▸ Exercise brief
In the entries below, change "gray wing" to "silver wing" and leave every other word as it is. Leave the pictures out of your answer.

___ Entries provided ___

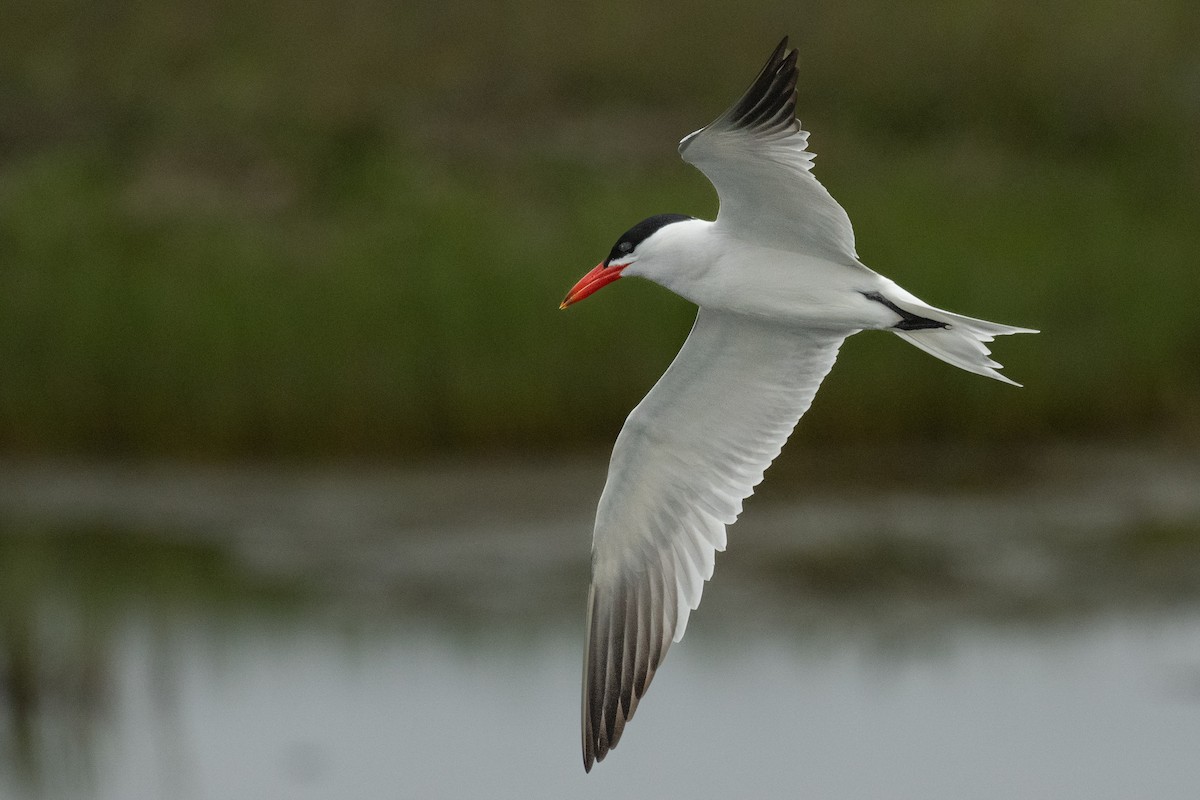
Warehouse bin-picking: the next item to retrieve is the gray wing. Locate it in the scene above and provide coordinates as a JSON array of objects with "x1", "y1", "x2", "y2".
[
  {"x1": 679, "y1": 38, "x2": 858, "y2": 265},
  {"x1": 582, "y1": 309, "x2": 845, "y2": 770}
]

___

▸ Output
Warehouse bin-picking: the next item to retrieve is the silver wing. Locate it in the scene above and provide coordinates as a JSON array of objects with "x1", "y1", "x2", "y2".
[
  {"x1": 679, "y1": 38, "x2": 858, "y2": 265},
  {"x1": 582, "y1": 309, "x2": 845, "y2": 770}
]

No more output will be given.